● **Task requirements**
Starting with the line that holds "In the photo above, where can the beard", copy out each remaining line of the listing below, up to and including the last one, and include nothing else.

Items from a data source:
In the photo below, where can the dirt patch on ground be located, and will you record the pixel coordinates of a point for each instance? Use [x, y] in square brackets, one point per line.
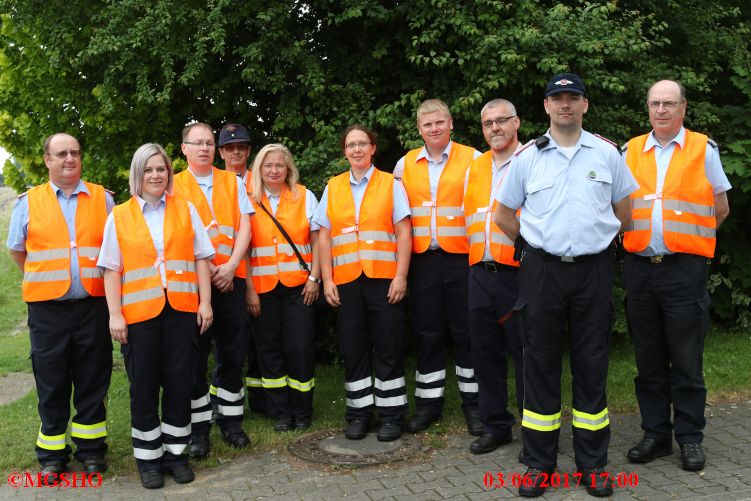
[15, 385]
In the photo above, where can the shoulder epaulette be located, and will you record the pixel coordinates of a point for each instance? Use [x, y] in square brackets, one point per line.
[607, 141]
[529, 143]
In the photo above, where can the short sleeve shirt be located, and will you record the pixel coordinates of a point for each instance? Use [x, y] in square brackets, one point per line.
[567, 202]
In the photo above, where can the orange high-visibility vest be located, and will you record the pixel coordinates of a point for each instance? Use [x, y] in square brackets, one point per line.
[272, 258]
[142, 292]
[478, 208]
[224, 224]
[47, 267]
[451, 233]
[688, 210]
[368, 246]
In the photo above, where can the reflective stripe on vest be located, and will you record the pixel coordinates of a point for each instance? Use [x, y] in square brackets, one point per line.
[478, 208]
[688, 211]
[450, 229]
[272, 259]
[48, 246]
[222, 218]
[142, 291]
[368, 246]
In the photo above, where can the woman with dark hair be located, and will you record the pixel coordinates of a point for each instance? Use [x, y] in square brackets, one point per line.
[365, 243]
[286, 282]
[156, 278]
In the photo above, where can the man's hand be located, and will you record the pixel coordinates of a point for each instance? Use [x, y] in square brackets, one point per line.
[118, 328]
[205, 316]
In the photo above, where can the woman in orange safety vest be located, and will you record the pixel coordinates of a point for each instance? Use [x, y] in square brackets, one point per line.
[286, 282]
[365, 243]
[156, 278]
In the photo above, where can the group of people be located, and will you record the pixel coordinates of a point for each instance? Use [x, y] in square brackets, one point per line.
[502, 252]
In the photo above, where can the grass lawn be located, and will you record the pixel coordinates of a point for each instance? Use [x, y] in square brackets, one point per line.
[727, 359]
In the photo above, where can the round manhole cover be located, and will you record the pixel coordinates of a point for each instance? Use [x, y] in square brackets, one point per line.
[331, 447]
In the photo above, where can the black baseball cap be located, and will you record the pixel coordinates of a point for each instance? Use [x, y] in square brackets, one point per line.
[565, 82]
[233, 133]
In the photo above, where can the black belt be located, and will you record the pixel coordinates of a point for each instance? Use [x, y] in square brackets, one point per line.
[666, 258]
[563, 259]
[493, 267]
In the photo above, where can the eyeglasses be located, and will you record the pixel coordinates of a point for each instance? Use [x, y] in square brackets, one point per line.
[62, 155]
[668, 105]
[270, 166]
[352, 146]
[500, 122]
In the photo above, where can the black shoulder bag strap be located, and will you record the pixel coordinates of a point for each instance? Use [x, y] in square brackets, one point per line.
[303, 264]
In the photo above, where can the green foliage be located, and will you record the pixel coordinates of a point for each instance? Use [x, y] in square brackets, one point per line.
[125, 72]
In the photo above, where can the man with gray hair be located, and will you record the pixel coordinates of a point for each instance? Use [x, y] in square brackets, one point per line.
[55, 237]
[433, 177]
[680, 203]
[494, 330]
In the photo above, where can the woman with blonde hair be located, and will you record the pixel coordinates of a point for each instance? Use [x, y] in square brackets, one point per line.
[286, 281]
[156, 278]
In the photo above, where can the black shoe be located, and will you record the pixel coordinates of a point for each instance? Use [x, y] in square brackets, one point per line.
[389, 432]
[182, 473]
[421, 421]
[55, 467]
[692, 456]
[648, 450]
[474, 423]
[531, 485]
[488, 443]
[199, 446]
[283, 424]
[152, 479]
[598, 482]
[302, 424]
[356, 429]
[236, 437]
[94, 465]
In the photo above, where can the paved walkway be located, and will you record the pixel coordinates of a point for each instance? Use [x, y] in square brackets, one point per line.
[453, 473]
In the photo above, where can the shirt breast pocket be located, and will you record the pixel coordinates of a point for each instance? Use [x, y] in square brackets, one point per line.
[599, 188]
[540, 196]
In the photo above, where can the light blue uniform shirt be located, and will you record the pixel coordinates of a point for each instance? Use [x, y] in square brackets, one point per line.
[435, 169]
[311, 205]
[712, 168]
[399, 212]
[207, 187]
[567, 203]
[111, 257]
[19, 225]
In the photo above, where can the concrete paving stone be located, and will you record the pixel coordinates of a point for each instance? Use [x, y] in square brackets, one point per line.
[421, 486]
[423, 496]
[382, 494]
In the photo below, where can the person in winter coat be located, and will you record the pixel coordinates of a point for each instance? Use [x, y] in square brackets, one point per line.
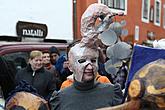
[37, 76]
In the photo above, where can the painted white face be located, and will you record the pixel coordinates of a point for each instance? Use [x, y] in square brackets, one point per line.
[83, 62]
[36, 63]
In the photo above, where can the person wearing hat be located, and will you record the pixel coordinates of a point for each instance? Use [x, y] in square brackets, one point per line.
[37, 76]
[54, 54]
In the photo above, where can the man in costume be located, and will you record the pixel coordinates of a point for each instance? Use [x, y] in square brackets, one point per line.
[86, 93]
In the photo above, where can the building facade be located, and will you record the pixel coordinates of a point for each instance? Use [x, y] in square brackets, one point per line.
[144, 18]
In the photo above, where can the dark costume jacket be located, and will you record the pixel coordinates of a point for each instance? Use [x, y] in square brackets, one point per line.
[41, 79]
[86, 96]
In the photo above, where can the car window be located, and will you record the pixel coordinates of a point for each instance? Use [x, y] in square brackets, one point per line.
[20, 59]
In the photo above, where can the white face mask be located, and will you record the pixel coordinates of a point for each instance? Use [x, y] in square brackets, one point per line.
[83, 62]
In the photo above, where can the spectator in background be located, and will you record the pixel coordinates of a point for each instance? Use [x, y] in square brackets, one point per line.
[37, 76]
[49, 67]
[54, 54]
[60, 62]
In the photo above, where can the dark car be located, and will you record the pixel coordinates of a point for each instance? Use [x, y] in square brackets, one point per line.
[18, 52]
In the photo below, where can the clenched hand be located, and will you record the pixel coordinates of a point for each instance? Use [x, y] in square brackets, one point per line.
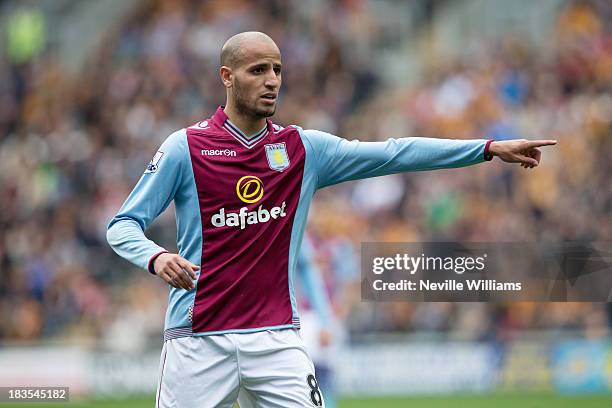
[175, 270]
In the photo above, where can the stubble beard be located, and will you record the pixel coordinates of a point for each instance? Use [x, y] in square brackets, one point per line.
[249, 110]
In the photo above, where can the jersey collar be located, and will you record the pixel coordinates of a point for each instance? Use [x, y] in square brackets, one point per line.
[249, 142]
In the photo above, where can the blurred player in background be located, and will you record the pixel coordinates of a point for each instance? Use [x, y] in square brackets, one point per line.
[242, 187]
[319, 328]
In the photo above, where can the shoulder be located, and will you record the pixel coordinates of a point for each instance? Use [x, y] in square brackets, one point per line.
[175, 141]
[172, 150]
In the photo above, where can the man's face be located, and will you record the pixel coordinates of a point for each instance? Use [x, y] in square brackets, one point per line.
[256, 80]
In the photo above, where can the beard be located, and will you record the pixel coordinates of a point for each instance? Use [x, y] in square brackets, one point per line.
[248, 108]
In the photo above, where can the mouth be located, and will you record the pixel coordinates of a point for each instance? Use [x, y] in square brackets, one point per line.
[269, 97]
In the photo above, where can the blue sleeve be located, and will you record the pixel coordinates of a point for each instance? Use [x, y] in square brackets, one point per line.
[339, 160]
[151, 196]
[312, 283]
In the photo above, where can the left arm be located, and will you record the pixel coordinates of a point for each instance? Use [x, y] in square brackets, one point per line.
[338, 160]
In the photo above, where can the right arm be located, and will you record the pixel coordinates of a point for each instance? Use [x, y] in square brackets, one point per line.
[151, 196]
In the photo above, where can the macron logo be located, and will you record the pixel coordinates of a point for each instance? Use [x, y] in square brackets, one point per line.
[217, 152]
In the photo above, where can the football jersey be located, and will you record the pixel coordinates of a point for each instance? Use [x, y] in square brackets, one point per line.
[241, 206]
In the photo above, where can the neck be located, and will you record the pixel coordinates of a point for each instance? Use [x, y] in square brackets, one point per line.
[247, 124]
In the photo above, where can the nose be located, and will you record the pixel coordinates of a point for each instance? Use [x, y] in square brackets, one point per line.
[272, 81]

● **Exercise answer**
In the photo above, where can the beard be located, and will you record the pixel coordinates of a point for each instance? Use [x, y] in square brackets, one point per line.
[248, 108]
In the photo above, where can the mouth be located, and will you record the pixel coordinates of a point for each instance? Use [x, y] in square brackets, one point per line.
[269, 97]
In the photo above, where can the blue sleeve be located, and will you record the pixel coordinates of a point for each instance? Use [x, y] in square brackets, one point per line.
[339, 160]
[151, 196]
[312, 283]
In the photo above, where can the left arm be located, and will you record the pixel coordinates of a point for each instance? Use [x, y] in square brackets, one point per line.
[338, 160]
In the photo above, where can the right arm be located, and will you record the pixel coordinates of a point for each instance? Use [x, y] in square brackets, one point per line.
[151, 196]
In the photo above, where can the macron logo be located, and will you record the pixel coordinates of a point for each instance? Use [x, y] in square brackets, one point per line.
[217, 152]
In the photo above, where can the football jersey be located, and will you record the pixel coordinates of a point for each instance? Use [x, y] in square brackets, one point per line.
[241, 206]
In the photo above, where can the neck be located, and will you record the pixel coordinates of a point for each instance? Use [x, y] in square brackets, one point per line.
[247, 124]
In the photo above, where can the nose be located, and will you record the pixel coordinates of a point for each instance? Use [x, y] in square brackets, one point per line.
[272, 81]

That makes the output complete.